Extracted records —
= Beginning of Section =

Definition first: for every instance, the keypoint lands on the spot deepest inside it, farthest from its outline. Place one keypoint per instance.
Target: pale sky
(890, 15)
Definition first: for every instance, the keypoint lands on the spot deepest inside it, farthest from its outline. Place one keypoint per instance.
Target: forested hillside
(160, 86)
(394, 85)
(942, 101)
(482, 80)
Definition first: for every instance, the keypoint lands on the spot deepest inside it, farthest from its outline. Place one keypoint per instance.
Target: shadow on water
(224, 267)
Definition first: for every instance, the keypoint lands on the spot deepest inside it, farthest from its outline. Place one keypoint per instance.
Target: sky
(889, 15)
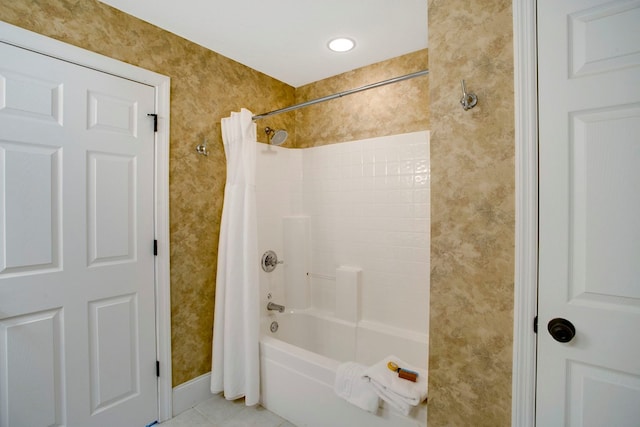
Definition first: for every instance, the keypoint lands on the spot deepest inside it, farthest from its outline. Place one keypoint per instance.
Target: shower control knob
(269, 261)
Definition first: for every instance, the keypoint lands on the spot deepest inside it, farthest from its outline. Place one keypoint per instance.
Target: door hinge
(155, 121)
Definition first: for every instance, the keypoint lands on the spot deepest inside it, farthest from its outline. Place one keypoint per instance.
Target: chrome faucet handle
(275, 307)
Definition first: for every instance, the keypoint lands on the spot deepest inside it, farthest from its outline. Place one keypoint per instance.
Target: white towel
(351, 385)
(401, 394)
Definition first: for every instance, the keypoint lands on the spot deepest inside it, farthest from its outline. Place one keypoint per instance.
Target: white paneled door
(589, 271)
(77, 324)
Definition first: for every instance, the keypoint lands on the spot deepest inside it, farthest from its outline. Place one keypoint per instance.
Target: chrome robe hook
(202, 148)
(468, 100)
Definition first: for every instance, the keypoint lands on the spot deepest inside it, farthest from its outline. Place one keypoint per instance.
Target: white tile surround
(368, 203)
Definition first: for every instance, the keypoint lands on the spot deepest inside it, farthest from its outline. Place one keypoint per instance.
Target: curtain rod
(341, 94)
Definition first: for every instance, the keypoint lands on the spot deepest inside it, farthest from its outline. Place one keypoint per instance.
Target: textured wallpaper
(205, 87)
(472, 213)
(388, 110)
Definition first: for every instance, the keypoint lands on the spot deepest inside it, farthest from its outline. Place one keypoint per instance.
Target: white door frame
(37, 43)
(523, 395)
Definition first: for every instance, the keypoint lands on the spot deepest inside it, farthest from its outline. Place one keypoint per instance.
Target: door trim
(526, 240)
(20, 37)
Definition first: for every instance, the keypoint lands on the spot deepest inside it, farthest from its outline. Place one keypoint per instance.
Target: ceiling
(287, 39)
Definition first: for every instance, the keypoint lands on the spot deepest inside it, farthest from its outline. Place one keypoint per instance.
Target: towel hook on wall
(202, 148)
(469, 99)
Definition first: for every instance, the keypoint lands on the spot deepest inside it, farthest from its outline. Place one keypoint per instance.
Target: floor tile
(190, 418)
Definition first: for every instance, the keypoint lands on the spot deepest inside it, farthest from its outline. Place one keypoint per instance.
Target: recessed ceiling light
(341, 44)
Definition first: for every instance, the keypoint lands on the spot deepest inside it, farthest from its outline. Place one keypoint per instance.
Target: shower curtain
(236, 364)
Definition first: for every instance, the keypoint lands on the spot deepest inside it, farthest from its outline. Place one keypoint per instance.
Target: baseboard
(189, 394)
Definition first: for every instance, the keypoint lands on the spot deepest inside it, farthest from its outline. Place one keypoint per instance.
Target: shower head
(276, 136)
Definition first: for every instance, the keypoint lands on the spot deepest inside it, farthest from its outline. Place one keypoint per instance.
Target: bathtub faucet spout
(275, 307)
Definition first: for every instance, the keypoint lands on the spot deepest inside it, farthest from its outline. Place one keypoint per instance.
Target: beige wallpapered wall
(388, 110)
(472, 174)
(205, 87)
(472, 213)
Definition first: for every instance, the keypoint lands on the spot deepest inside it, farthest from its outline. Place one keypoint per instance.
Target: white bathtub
(299, 363)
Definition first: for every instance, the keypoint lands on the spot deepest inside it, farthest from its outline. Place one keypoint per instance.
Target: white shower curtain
(236, 363)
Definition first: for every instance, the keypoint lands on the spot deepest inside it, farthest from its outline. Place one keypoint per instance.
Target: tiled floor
(219, 412)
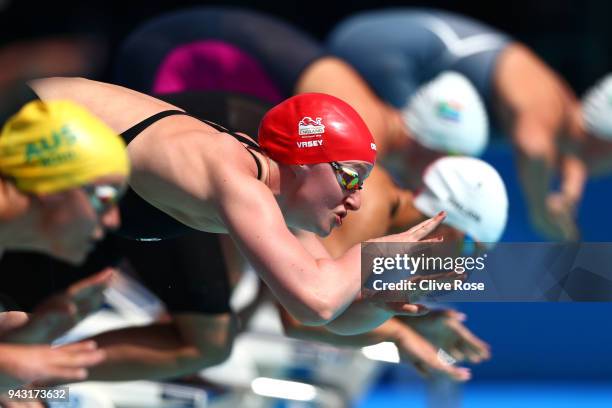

= End of Section =

What you should do — Only the pictures are to be omitted; the records above must otherwise be reproduced exactly.

Solution to the exercise —
Definition first: for every instance, the keypoint lands on the spot deepest inside it, farthest from its outline. Place one keypoint per instance.
Target: pale sky
(890, 15)
Definition first: for every instance, the keypoint lands on the spot deepest inside it, farthest from its outline. Place one keypoint per instance.
Target: forested hillside
(160, 86)
(394, 85)
(942, 101)
(482, 80)
Definition first: for every instance, the keypoint lands on the spot deepest inside it, farthest from its outline. Place one keypoint per instance.
Target: shadow on water
(224, 267)
Definition first: for every instance, the keypoint lands on the spot deepest inside it, farthest from its outline. Place one keypoint per instance.
Target: sky
(889, 15)
Definition first: for every instance, the keypoint lands on the spot deepest inside it, farthest from its outline. Place one keypoint per instance.
Target: shower control knob
(269, 261)
Definition first: for every instance, the keypoint lands on the spot deepest inside it, farthest from its outline. Place one keypoint per instance.
Target: door hinge
(155, 121)
Definition first: for every instance, the keypoint lands on the spot deepest inside it, farthest from its outline. Place one keypoint per instance.
Target: chrome faucet handle
(275, 307)
Definition first: for every instance, the keypoint lands on the spot deepest inside it, farthest from its outline. Place one keypoint per instance.
Target: white towel
(351, 385)
(401, 394)
Definition first: for every instance, the keypoint lands on the spot deepest inside it, farthest from its outline. Place one keypoint per instance.
Target: white paneled door
(589, 271)
(77, 324)
Definition first: for every instance, the keypoint lands on the spot deepest inside it, farthest from its outline. Place one keypoint per instance.
Target: chrome robe hook
(202, 148)
(468, 100)
Definition first: for every instance, the keypoint lands on the spot deepest inside it, farthest from its outline. Place one keypoint per instance.
Target: white tile surround
(368, 203)
Definition first: for every instance, the keypoint lands on the spot deepest inside it, farthest from its outline. Place one keypoint per instance.
Target: curtain rod
(341, 94)
Definition first: for every instance, the keypoint lands on the spot deepest inside it, farthest from its outline. Place one keypoint per instance.
Target: textured wallpaper
(205, 87)
(472, 213)
(388, 110)
Definition first: for every instance, the keypoint lands on the spot deepest inside it, farthest from its outline. Place one keypoint per instance.
Target: white door frame
(37, 43)
(523, 395)
Definition first: for every instance, the keypoint lands on the spot deepest inside it, farthest from its outline. Place one keypoint per instance.
Target: door trim
(526, 240)
(20, 37)
Definition first: for every instance, the keypoint lands on the spot deepest inside it, farthest from its outline. Place one keypoint per instance.
Target: ceiling
(287, 39)
Definition first: for every instance, the keypoint lands on the spot deepest inside it, farthest from its outline. Place one keypoint per instance.
Target: towel hook on wall
(202, 148)
(469, 99)
Definition first: for every instance, the keypoint lands on the spot deepest inside it, farthest from its outline. Place one keypoint per instance.
Target: floor tile
(190, 418)
Definition first: for every instance, the keypoint lands on the spot deepest inside it, farthest from its outline. Place one keypoint per instance.
Target: recessed ceiling light
(341, 44)
Definition first: for every instance, the keypoint lands on the spot deepest inside it, farthest from its outline. Place one keypoint per instance.
Target: shower curtain
(236, 364)
Definition first: for every instance, the keypoint lands on the spot deepest inside it, farthest from its outline. Place one keypoint per instance.
Target: baseboard
(189, 394)
Definition first: for every instance, the keypoint lands on the spot deepest inside it, farthest from its outline. Place one keypoint per instance.
Target: shower head
(276, 136)
Definition first: for every instance, the keypoint lands on the spot deepest inside it, farthest from its outline. Place one keypoint per instance.
Target: bathtub faucet spout
(275, 307)
Definition first: for every instance, the keypoint lands on the spot deepest inside it, farthest from its outline. Place one keypoint per instance.
Target: beige wallpapered wall
(388, 110)
(472, 174)
(205, 87)
(472, 213)
Definition first: for every instance, the keypoint lands on the spot deepest inside it, farthest from its outline. Place one keypoint per instance.
Target: white bathtub
(299, 363)
Definition first: for every instance, the keypoint lands on the spot deepest inside it, farthest from its outline. Place one keypoint per instance.
Target: white shower curtain
(236, 363)
Definition first: for every instance, the keypoint lands on the spot deepest inside it, farthest from its outline. Place one keypoint per instance.
Target: tiled floor
(219, 412)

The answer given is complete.